● **Stated problem**
Each entry must be given again exactly; images do not belong in the copy.

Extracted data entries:
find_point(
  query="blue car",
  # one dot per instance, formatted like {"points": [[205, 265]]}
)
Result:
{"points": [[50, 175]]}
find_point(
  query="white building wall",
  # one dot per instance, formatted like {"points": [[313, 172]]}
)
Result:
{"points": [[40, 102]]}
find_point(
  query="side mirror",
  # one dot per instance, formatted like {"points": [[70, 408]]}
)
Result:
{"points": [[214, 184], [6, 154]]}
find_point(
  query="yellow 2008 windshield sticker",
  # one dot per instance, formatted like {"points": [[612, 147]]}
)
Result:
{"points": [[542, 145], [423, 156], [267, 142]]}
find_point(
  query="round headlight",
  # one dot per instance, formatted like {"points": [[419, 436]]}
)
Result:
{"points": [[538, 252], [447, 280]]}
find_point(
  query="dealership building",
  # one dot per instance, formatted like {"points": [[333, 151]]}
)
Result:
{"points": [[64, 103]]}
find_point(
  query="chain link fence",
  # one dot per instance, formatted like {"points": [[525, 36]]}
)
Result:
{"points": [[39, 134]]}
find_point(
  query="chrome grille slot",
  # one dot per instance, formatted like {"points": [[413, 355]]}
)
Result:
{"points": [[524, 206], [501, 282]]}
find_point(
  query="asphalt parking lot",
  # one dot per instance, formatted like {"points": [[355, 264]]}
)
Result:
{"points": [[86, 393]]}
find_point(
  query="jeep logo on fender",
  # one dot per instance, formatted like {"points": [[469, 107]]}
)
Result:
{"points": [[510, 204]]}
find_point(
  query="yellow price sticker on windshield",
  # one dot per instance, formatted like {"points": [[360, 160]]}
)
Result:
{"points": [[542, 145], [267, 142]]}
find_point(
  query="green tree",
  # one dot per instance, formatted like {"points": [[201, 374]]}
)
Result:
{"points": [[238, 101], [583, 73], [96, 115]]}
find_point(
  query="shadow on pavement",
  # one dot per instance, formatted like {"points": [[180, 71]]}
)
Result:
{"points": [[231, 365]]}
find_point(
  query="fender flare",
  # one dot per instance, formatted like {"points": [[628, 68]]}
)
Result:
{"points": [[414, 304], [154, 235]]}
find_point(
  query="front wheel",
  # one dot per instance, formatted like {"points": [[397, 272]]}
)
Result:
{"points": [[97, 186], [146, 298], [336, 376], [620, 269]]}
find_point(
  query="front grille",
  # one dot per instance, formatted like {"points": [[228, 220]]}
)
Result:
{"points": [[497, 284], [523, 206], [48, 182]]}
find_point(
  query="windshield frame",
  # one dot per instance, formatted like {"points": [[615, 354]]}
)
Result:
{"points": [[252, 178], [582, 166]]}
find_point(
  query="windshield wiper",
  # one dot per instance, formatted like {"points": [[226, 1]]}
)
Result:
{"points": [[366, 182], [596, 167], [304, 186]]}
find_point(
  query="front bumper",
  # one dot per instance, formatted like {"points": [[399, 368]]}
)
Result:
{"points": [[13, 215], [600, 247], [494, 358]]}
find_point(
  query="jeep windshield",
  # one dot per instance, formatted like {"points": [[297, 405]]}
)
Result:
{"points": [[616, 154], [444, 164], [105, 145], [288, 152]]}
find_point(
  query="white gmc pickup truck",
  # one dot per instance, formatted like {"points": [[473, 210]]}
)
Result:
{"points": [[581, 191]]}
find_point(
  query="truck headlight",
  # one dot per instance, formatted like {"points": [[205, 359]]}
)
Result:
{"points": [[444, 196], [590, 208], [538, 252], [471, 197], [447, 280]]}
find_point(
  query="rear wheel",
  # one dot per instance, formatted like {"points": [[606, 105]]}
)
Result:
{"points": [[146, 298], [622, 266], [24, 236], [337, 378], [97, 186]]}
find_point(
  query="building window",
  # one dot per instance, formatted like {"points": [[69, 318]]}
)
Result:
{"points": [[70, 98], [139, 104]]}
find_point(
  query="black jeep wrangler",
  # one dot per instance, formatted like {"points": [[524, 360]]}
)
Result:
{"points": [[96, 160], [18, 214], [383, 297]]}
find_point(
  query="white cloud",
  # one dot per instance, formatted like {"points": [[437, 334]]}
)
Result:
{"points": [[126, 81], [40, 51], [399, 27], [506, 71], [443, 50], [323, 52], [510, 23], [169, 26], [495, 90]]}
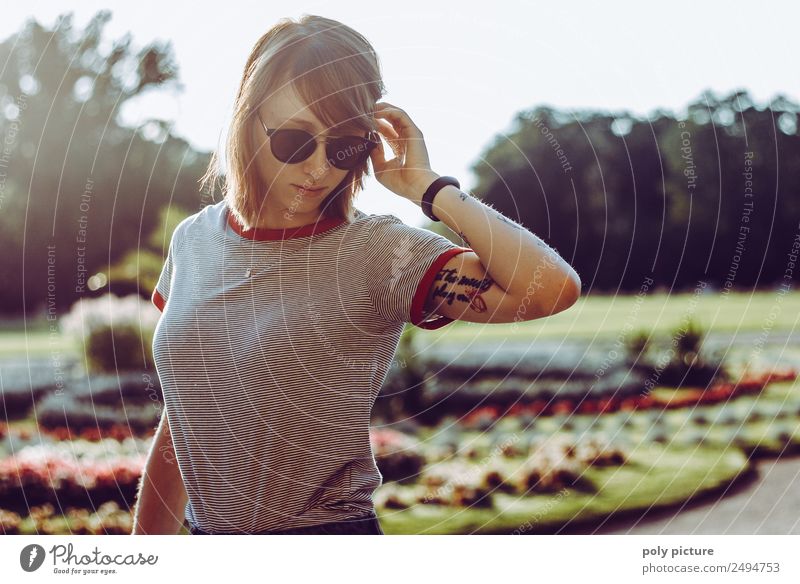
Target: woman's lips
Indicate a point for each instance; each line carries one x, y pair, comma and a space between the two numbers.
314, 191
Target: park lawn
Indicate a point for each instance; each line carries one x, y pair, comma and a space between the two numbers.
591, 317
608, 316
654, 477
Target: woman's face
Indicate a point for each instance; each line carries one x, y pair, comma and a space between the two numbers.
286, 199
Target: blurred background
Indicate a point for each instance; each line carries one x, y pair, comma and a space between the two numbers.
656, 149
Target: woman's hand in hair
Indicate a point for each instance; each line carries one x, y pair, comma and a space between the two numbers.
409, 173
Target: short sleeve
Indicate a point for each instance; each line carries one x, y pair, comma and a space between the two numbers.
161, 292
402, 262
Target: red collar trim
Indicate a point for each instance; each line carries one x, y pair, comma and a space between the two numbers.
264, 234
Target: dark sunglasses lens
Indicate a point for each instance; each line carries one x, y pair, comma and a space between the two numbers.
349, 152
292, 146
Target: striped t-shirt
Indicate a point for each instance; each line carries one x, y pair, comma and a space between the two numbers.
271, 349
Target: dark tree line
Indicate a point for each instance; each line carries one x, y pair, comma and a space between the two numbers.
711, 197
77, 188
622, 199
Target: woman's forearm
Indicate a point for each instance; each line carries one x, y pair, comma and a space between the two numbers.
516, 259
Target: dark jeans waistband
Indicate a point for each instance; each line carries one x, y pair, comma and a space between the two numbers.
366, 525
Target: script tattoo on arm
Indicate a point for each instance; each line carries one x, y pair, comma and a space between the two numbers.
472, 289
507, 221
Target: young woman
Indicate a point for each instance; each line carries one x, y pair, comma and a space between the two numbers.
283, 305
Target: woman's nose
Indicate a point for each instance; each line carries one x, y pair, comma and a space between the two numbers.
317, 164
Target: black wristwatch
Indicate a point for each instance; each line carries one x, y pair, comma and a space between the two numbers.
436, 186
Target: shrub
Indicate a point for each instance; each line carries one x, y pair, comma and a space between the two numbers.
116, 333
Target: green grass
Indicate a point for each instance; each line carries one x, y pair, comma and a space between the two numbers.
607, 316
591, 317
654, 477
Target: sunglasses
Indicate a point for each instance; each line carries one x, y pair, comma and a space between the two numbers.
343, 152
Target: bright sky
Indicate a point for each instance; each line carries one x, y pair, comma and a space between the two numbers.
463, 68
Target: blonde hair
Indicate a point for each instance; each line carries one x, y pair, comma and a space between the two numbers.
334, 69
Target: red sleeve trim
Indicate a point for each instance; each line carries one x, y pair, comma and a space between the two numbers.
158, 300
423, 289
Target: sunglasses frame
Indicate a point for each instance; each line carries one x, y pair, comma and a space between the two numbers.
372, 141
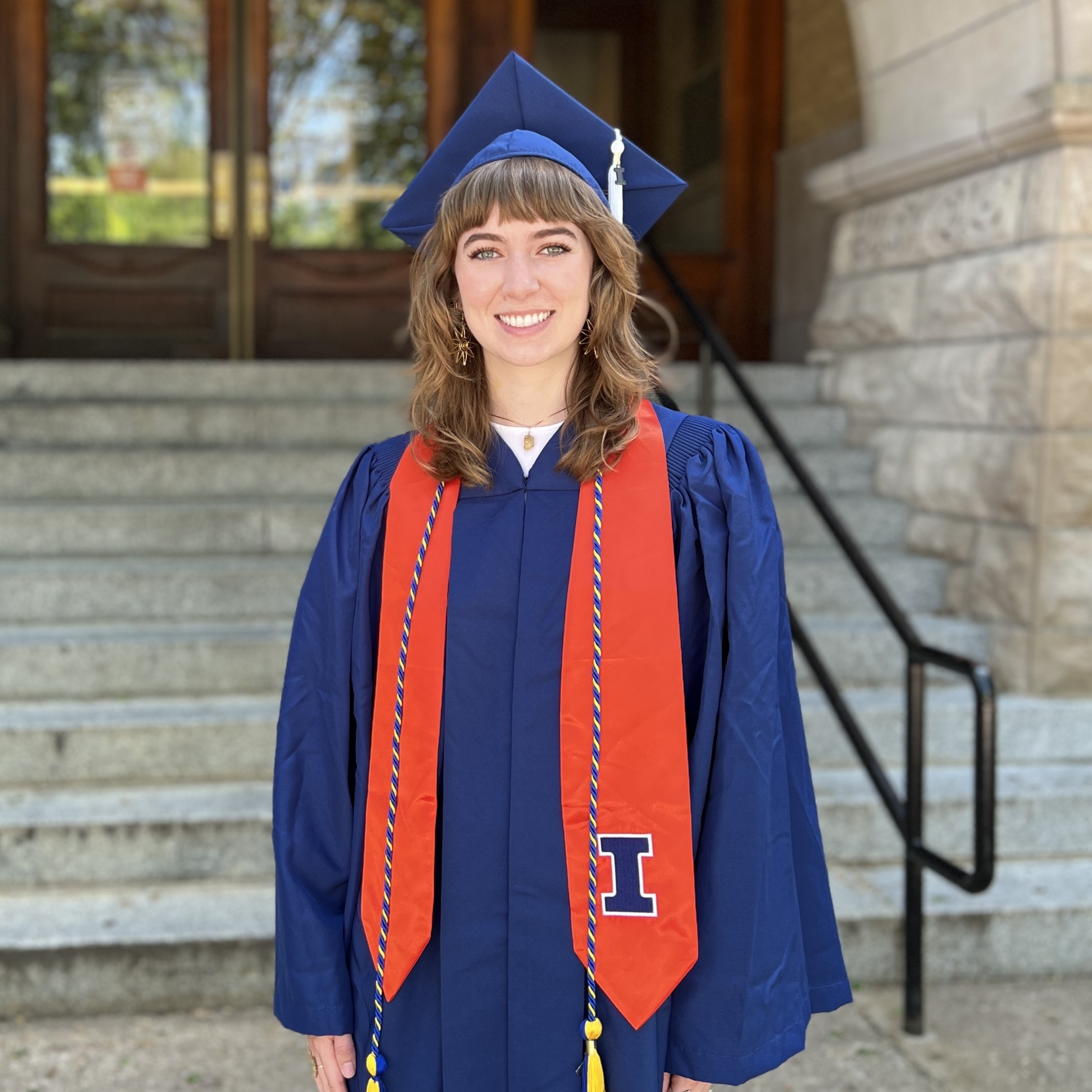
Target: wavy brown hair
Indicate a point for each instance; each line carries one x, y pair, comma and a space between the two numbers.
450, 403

● **Answer for the task**
find_point(
  query="blue car",
  # one dot per instance, formatted like {"points": [[205, 265]]}
)
Result:
{"points": [[50, 175]]}
find_point(
  query="white building wall",
  # one dot per instance, formatted like {"points": [[313, 172]]}
)
Result:
{"points": [[40, 102]]}
find_point(
  query="side mirror",
  # one dot per instance, formatted like {"points": [[70, 408]]}
)
Result:
{"points": [[214, 184], [6, 154]]}
find_point(
  query="yellow 2008 windshield sticker",
  # one dot per instance, formatted like {"points": [[612, 147]]}
)
Result:
{"points": [[542, 145], [423, 156], [267, 142]]}
find_point(
  query="round headlight",
  # one dot per instance, formatted like {"points": [[419, 436]]}
)
Result:
{"points": [[538, 252], [447, 280]]}
find_point(
  query="dealership building",
  # one dot per instance, formatted like {"points": [[333, 151]]}
)
Result:
{"points": [[64, 103]]}
find_point(
  query="chain link fence",
  # one dot per instance, formatted like {"points": [[525, 36]]}
)
Result:
{"points": [[39, 134]]}
find_point(
  query="chrome grille slot",
  # one dot per instance, formatted like {"points": [[413, 355]]}
)
Result:
{"points": [[524, 206], [501, 282]]}
find_point(
  query="asphalt parking lot",
  # one dot per instance, formatted like {"points": [[355, 264]]}
)
Result:
{"points": [[86, 393]]}
find_point(
  query="jeep logo on fender",
  # one dot per instance, formatted like {"points": [[469, 107]]}
)
Result:
{"points": [[510, 204]]}
find_point(
  query="yellow price sticker on windshield",
  # one dot per instance, formatted like {"points": [[360, 160]]}
)
Result:
{"points": [[542, 145], [267, 142]]}
find_point(
  query="green tree",
  # one dot per instance, formatted like {"points": [[201, 374]]}
)
Result:
{"points": [[238, 101], [583, 73], [96, 115]]}
find_point(
  query="shadow on pavement",
  # one dot per instance, formatted like {"points": [[180, 71]]}
)
Result:
{"points": [[231, 365]]}
find_point(
  query="fender flare",
  # one dot per instance, formatted like {"points": [[628, 68]]}
)
Result:
{"points": [[414, 304], [154, 235]]}
find_point(
  query="front wheel",
  # one dot per instance, formatted like {"points": [[397, 272]]}
)
Result:
{"points": [[97, 186], [146, 298], [336, 376], [620, 269]]}
find_point(
  query="front grille",
  # one dot per instance, formatted like {"points": [[228, 220]]}
)
Result:
{"points": [[497, 284], [523, 206], [48, 182]]}
find_point(
  query="windshield frame",
  # one dot per instance, formatted like {"points": [[615, 354]]}
)
Result:
{"points": [[252, 178], [582, 166]]}
find_point(
  query="windshield wiper",
  # one dot per instance, formatted like {"points": [[226, 1]]}
)
Result:
{"points": [[366, 182], [596, 167], [304, 186]]}
find_point(
  query="front bumper",
  # one dot per instance, formatted like {"points": [[399, 368]]}
)
Result:
{"points": [[13, 215], [600, 247], [494, 358]]}
find_point(
  query="jeep windshield",
  # one dot per instance, formatted like {"points": [[297, 405]]}
)
Result:
{"points": [[616, 154], [444, 164], [105, 145], [288, 152]]}
find_point(
  query="white gmc pickup truck",
  # one dot per instance, formatted like {"points": [[473, 210]]}
)
Result:
{"points": [[581, 191]]}
find_point(
  query="truck headlight",
  # one dot per instance, formatted like {"points": [[205, 359]]}
)
Result:
{"points": [[444, 196], [590, 208], [538, 252], [471, 197], [447, 280]]}
find_point(
  query="rear wheel",
  # one dot per instance, formatted like {"points": [[606, 105]]}
)
Result:
{"points": [[146, 298], [622, 266], [24, 236], [337, 378], [97, 186]]}
find_point(
  query="building window",
  # one dot per instance, formatted like {"points": [[69, 318]]}
)
Result:
{"points": [[70, 98], [139, 104]]}
find_point(
  query="black jeep wrangler",
  # one dot per instance, formatted like {"points": [[524, 360]]}
)
Result:
{"points": [[96, 160], [18, 214], [383, 297]]}
find_point(
  query="white cloud",
  # one dot per instance, formatted like {"points": [[437, 334]]}
)
Result:
{"points": [[126, 81], [40, 51], [399, 27], [506, 71], [443, 50], [323, 52], [510, 23], [169, 26], [495, 90]]}
Target: woman's lips
Indicate a point for each instance; each line carries one x, y pair, comma and a space between the two numbers.
314, 191
Target: park lawn
Indicate a point for each instance; each line carries one x, y pair, comma and a space between the two numbers.
591, 317
608, 316
654, 477
Target: woman's face
Indicate a point for each instance; each line carries one x, y pair, comma and a space between the two numbers.
286, 199
Target: blurred background
Indicate a point for each instance; each line carries one x, y pair, comma and a space between the two numbers.
656, 149
Target: woman's hand in hair
Indicate a point for each instance; each line carries one x, y pair, comma and a space between the two numbers.
409, 173
Target: short sleeve
Indicate a point for each instance; each line carries one x, y pair, comma and a space between the two numbers.
161, 292
402, 262
Target: red collar trim
Indicate a point for each instance; each line carries one x, y pair, comma and a space between the two numbers.
264, 234
Target: dark sunglasses lens
Indicate a point for each instance; each line carries one x, y pair, comma and a space between the two numbers.
349, 152
292, 146
Target: striped t-shirt
Indicate a point for each instance; each line carries one x, y pair, comma and a space between the two numbers.
271, 349
Target: dark tree line
Indicate a point for each instance; each line carries one x, y pair, comma and a space between the two numbers.
711, 197
77, 188
622, 199
Target: woman's forearm
Indicate a point for each instance; each line carries one x, y pair, comma and a space between the two numbers.
516, 259
Target: dark jeans waistband
Indicate a point for each instance; each line carries one x, y pair, comma and a space between the two numbers.
366, 525
Target: script tattoo on arm
Indicate a point for each instance; each line carries one x, y pair, comma and a space between the two numbers.
472, 289
507, 221
Target: young woman
Indicate a point for each instance; each line carries one x, y pair, comma and a space between the two numbers.
283, 305
Target: woman's nose
Indicate a point for each instance; each line carries one x, y pair, comma and a space between the two numbers.
317, 164
Target: black wristwatch
Indicate a point for each instance; each line carries one x, y pair, comma and a space between the two numbers.
436, 186
Target: shrub
Indicate a point for each instance; each line carries one x, y pair, comma and a space between the two numbers.
116, 333
Target: green grass
Indicate a point for each instance; each line carries one x, y pair, comma and a space between the two numbers.
607, 316
591, 317
654, 477
Target: sunglasses
Indicate a point for each instance; each line carries one x, y pair, comma and a space between the two numbers.
343, 152
Target: bright sky
Indicate a point for each instance; each line carries one x, y pair, comma and a space between the two numbers.
463, 68
Target: blonde hair
Indicate a point for each instance; each line carries one x, y pair, comma and a space between the two numbers.
334, 69
Target: red sleeve trim
Indicate a point for each instance; each line carries one x, y pair, comma and a space between the two numbers.
158, 300
423, 289
Target: sunglasses frame
Indicate a point for each instance; each line carries one x, y pair, comma and a space between the two numbers.
372, 141
Target: wavy brown hair
Indicate a point for each instance; each line carries one x, y pair, comma and a space between the two numbers.
450, 403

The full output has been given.